Von mehreren Seiten wurde am Freitag die Forderung nach einer stärkeren Kontrolle der katholischen Kirche in Deutschland laut. «Für uns ist eine enge Zusammenarbeit mit der Politik und den Strafverfolgungsbehörden sehr wichtig», sagte die Präsidentin des Zentralkomitees der deutschen Katholiken (ZdK), Irme Stetter-Karp, dem Spiegel. «Wir sind der Meinung, dass die Aufarbeitung gezielt in die Hände komplett unabhängiger Instanzen gegeben werden muss».


Das ist überfällig. Aber es reicht nicht.

Denn der Missbrauch ist das eine. Dazu kommt das kirchliche individuelle Arbeitsrecht, das Menschen aufgrund ihrer Lebensführung und sexuellen Orientierung diskriminiert. 2018 etwa erhielt ein Referendar wegen der geplanten Heirat mit seinem Lebensgefährten keine Festanstellung als Lehrer, obwohl der Vertrag schon unterschriftsreif war. Das katholische Privatgymnasium Mariengarden im nordrhein-westfälischen Borken zog sein Stellenangebot zurück. Denn: Die persönliche Lebenseinstellung des Lehrers stimme nicht mit den Vorstellungen der katholischen Kirche von Ehe und Familie überein, begründete der Oblatenorden in Mainz, der das Gymnasium betreibt, damals seine Entscheidung. Der einstige Referendar sei ausschliesslich aufgrund seiner Hochzeitspläne abgelehnt worden. Seine Homosexualität sei nicht ausschlaggebend gewesen, hiess es.

2018 hatte der Vatikan den deutschen Jesuiten-Rektor Ansgar Wucherpfennig schon gefeuert, weil er zu schwulenfreundlich war. Nachdem etliche Institutionen und Organisation protestiert hatten, durfte er schliesslich blieben (MANNSCHAFT berichtete)

2015 hatte die Katholische Kirche nach langer interner Diskussion ihr homofeindliches Arbeitsrecht liberalisiert. Neu: Schwule und Lesben sollen nun nicht mehr mit einer automatischen Kündigung rechnen müssen.

«Nicht automatisch» heisst: Seelsorger*innen und Religionslehrer*innen müssen auch weiterhin zittern.

2017 hat der Bundestag die Ehe auch für schwule und lesbische Paare geöffnet (MANNSCHAFT berichtete)

Auch wenn damals nur jede*r vierte Abgeordnete der Union dagegen stimmte, würde heute wohl kaum noch jemand in CDU oder CSU auf die Idee kommen, die Ehe für alle wieder zurückdrehen zu wollen. Breiter kann ein Konsens nicht sein.

Die katholische Kirche aber, dem misogynen Marschbefehl aus dem Vatikan folgend, kann sich nicht mal zu Segensgottesdiensten für homosexuelle Paare durchringen.

Und Frauen? In Deutschland dürfen sie seit 1958 ein eigenes Konto eröffnen und damit über ihr eigenes Geld entscheiden. In der katholischen Kirche aber ist es ihnen bis heute verwehrt, dieselbe Ämter zu bekleiden wie Männer, etwa als Bischöfin oder Priesterin.

> _Aufgabe_:
Stimmen diese Aussagen mit dem Text über das kirchliche Arbeitsrecht überein? Antworte jeweils mit Ja oder Nein und zitiere wörtlich die Stelle im Text, die das entscheidet.
(a) Das Gymnasium Mariengarden wird vom Oblatenorden in Mainz betrieben.
(b) Die katholische Kirche hat ihr Arbeitsrecht im Jahr 2018 liberalisiert.
(c) In Deutschland dürfen Frauen seit 1958 ein eigenes Konto eröffnen.
Das Material hat mit dem Text nichts zu tun.

> _Vorliegendes Material_:
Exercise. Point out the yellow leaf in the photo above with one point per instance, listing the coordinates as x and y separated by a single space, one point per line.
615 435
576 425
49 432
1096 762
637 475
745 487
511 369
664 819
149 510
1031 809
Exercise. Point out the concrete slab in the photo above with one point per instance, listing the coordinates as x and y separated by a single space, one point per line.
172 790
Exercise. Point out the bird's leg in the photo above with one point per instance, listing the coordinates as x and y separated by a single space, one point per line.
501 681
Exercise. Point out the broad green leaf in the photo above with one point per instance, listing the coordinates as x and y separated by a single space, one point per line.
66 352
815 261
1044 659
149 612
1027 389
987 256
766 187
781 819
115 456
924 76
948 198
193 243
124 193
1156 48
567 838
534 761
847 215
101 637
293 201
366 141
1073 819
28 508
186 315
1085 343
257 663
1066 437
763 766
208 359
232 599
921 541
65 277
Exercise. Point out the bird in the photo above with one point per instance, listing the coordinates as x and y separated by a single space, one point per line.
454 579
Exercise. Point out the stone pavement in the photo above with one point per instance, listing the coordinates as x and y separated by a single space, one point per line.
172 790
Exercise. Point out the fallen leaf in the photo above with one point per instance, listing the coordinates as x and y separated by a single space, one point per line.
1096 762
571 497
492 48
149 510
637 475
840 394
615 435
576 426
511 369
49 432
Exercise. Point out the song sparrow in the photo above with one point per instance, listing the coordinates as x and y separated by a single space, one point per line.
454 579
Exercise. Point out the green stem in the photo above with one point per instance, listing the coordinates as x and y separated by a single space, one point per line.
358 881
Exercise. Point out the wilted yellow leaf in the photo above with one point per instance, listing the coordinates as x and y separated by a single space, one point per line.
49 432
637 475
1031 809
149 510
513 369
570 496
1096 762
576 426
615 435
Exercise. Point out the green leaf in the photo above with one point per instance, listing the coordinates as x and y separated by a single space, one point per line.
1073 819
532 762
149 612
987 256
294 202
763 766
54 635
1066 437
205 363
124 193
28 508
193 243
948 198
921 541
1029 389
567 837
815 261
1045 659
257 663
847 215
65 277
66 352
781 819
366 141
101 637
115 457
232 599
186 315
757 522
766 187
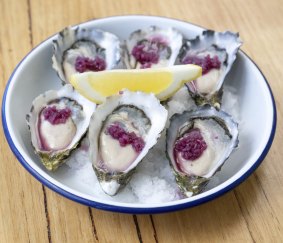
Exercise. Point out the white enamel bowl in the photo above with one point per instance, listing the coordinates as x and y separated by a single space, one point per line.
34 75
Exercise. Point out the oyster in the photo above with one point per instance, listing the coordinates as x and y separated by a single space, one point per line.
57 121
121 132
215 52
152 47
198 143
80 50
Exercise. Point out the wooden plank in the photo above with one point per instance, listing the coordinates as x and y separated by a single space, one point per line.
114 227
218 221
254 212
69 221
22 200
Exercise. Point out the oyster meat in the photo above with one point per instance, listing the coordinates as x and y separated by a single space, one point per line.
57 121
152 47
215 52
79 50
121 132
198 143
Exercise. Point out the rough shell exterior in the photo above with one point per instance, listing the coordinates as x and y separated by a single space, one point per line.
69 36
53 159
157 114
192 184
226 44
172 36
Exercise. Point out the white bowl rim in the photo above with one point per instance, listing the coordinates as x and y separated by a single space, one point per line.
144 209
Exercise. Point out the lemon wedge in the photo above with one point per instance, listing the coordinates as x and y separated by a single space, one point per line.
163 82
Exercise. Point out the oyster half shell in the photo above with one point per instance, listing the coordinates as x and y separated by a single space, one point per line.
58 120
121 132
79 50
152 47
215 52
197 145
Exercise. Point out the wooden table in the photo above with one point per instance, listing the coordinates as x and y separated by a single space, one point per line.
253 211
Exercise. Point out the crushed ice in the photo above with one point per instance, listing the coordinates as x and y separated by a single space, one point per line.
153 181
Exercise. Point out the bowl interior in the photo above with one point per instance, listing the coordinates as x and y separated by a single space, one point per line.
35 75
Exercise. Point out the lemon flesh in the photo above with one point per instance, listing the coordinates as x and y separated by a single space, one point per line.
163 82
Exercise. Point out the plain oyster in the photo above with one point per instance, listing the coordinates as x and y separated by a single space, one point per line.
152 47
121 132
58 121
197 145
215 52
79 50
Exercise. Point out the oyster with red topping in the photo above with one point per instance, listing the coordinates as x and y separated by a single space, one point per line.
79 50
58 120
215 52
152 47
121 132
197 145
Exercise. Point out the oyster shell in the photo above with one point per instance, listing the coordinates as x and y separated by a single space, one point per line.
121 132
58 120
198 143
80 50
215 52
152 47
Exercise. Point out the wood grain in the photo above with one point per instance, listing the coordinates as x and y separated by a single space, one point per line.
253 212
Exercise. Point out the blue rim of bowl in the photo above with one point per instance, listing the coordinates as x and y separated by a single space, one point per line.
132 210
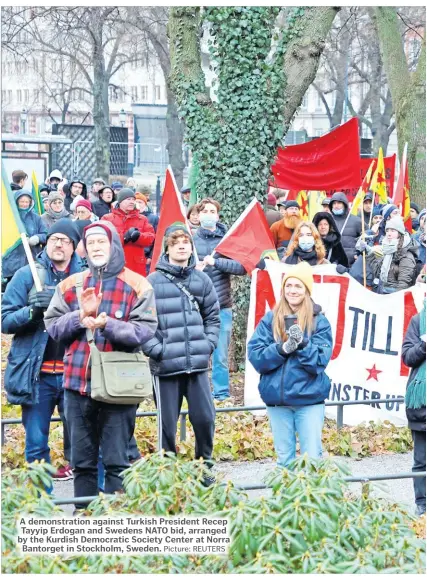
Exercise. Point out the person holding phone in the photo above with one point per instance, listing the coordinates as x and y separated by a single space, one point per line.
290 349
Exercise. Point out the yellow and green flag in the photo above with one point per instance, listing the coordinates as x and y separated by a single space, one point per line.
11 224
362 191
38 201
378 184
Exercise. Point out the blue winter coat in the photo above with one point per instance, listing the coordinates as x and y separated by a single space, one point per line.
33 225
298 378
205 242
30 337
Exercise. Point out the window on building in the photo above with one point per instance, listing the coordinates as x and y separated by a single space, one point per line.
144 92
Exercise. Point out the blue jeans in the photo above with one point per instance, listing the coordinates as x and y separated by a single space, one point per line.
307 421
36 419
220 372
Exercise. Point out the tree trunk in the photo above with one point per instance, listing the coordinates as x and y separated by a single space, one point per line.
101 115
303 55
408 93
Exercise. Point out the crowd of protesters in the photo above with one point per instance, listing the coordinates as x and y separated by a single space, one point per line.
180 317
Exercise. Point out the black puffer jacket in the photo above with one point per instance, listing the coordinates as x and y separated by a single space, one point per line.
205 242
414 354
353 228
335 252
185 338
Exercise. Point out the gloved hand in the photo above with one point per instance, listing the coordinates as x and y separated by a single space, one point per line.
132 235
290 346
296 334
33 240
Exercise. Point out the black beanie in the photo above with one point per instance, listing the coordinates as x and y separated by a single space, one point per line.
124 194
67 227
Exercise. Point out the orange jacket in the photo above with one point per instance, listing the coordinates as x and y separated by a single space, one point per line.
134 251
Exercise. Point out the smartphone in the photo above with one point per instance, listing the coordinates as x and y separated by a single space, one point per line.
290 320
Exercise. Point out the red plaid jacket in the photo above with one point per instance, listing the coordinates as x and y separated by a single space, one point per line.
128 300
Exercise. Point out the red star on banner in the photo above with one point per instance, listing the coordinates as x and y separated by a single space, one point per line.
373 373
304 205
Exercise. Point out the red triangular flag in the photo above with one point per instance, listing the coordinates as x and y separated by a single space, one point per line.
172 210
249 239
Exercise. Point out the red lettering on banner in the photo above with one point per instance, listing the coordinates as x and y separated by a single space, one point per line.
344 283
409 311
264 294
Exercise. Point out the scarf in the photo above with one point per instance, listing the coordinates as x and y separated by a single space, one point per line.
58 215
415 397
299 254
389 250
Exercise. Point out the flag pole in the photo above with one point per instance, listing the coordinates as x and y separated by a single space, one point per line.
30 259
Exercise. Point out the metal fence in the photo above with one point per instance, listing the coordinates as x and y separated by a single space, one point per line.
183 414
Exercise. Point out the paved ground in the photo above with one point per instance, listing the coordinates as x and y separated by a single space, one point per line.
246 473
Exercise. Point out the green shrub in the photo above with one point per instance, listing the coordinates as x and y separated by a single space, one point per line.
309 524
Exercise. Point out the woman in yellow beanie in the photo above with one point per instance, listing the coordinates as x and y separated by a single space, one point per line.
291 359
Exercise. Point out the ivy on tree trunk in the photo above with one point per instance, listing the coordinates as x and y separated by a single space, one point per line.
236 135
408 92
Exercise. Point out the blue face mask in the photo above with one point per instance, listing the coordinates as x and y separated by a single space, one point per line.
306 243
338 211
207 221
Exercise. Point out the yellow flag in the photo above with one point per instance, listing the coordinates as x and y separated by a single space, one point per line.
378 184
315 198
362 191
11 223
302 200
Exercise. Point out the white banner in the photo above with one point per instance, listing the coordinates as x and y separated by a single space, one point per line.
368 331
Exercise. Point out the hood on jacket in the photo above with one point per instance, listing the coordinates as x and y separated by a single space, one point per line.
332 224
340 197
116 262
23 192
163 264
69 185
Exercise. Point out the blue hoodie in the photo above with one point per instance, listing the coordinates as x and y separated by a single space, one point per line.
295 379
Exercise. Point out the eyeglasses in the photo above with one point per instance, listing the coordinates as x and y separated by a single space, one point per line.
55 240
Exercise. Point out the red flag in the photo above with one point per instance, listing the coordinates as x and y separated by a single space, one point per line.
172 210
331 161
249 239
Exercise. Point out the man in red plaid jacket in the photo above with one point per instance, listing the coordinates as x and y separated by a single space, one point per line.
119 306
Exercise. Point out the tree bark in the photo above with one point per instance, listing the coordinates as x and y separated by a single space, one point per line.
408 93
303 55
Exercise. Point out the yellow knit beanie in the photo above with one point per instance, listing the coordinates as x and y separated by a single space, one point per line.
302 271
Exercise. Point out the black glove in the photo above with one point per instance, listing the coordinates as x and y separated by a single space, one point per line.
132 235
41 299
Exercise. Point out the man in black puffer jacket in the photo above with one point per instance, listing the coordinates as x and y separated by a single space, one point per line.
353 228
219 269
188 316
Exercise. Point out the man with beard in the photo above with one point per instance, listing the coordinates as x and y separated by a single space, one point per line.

> _Erledigte Aufgabe_:
(a) Ja: «begründete der Oblatenorden in Mainz, der das Gymnasium betreibt, damals seine Entscheidung»
(b) Nein: «2015 hatte die Katholische Kirche nach langer interner Diskussion ihr homofeindliches Arbeitsrecht liberalisiert.»
(c) Ja: «In Deutschland dürfen sie seit 1958 ein eigenes Konto eröffnen»